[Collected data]
·····

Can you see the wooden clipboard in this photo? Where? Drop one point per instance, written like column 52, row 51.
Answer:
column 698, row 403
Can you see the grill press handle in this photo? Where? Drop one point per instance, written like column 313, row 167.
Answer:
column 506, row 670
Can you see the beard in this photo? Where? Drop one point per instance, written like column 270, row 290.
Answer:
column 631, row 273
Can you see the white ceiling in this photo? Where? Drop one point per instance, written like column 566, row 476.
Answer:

·····

_Your instructions_: Give back, exactly as written, the lines from the one with "Can you see the grill" to the last line.

_Exercise output_:
Can you see the grill press handle in this photo? Where? Drop one point per instance, written like column 313, row 167.
Answer:
column 506, row 670
Can you see the beard in this photo? Where? Drop one point per instance, written like column 270, row 290.
Answer:
column 631, row 273
Can you see the white ceiling in this photo? Where? Drop one point per instance, written like column 566, row 476.
Answer:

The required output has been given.